Request A
Return the following account of the Kenosha/Racine comic shops word for word, in its entirety.

::: Extract to read

When I moved out of the Kenosha/Racine area, I did remain a customer at Legendary, but economics eventually dictated that I find a comic shop in the Milwaukee area. Driving down to Racine every week, was becoming costly. My friend Dave kept me up on the goings on in the Kenosha/Racine comic shop realm.
The building that had housed Comic Etc. was sold, and a new tenant tried to open a comic book store. Epic or Heroic or something to that effect. The owner of the shop was a bitter customer of Rockheads and wanted to compete. Paul had the goal of shutting down Brian. Dave told me Paul was a terrible business man, and probably would not succeed. Then something interesting happened. Someone set fire to Paul’s store, the damage was extensive enough that the building would have to be torn down. There were rumors it was the owner of the building who set the fire, because he could not pay the mortgage, and was going to be foreclosed. Even the owner of the shop, Paul, who was only renting the building was a possible suspect. The motive was he wanted out of his lease to move to another location.

::::::
::: Excerpted records

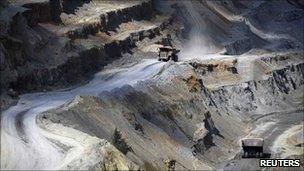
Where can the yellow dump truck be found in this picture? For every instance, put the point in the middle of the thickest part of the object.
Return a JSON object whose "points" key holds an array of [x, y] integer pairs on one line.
{"points": [[166, 53], [253, 147]]}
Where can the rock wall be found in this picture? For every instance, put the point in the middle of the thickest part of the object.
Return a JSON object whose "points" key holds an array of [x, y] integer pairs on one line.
{"points": [[34, 58], [175, 116]]}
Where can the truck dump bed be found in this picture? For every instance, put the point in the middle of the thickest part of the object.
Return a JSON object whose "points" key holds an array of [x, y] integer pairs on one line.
{"points": [[253, 142]]}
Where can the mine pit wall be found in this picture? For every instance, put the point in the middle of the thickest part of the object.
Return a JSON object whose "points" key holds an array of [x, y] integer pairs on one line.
{"points": [[111, 20], [77, 67], [169, 114], [259, 96]]}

::::::

Request B
Update the lines of the listing starting at the line that contains "Where can the mine" and ending at the last line of the listing. Replace "thickest" with "widest", change nothing else, and return only those lines.

Expected answer A
When I moved out of the Kenosha/Racine area, I did remain a customer at Legendary, but economics eventually dictated that I find a comic shop in the Milwaukee area. Driving down to Racine every week, was becoming costly. My friend Dave kept me up on the goings on in the Kenosha/Racine comic shop realm.
The building that had housed Comic Etc. was sold, and a new tenant tried to open a comic book store. Epic or Heroic or something to that effect. The owner of the shop was a bitter customer of Rockheads and wanted to compete. Paul had the goal of shutting down Brian. Dave told me Paul was a terrible business man, and probably would not succeed. Then something interesting happened. Someone set fire to Paul’s store, the damage was extensive enough that the building would have to be torn down. There were rumors it was the owner of the building who set the fire, because he could not pay the mortgage, and was going to be foreclosed. Even the owner of the shop, Paul, who was only renting the building was a possible suspect. The motive was he wanted out of his lease to move to another location.

Expected answer B
Where can the mine pit wall be found in this picture? For every instance, put the point in the middle of the widest part of the object.
Return a JSON object whose "points" key holds an array of [x, y] integer pairs on one line.
{"points": [[111, 20], [77, 67], [169, 114], [259, 96]]}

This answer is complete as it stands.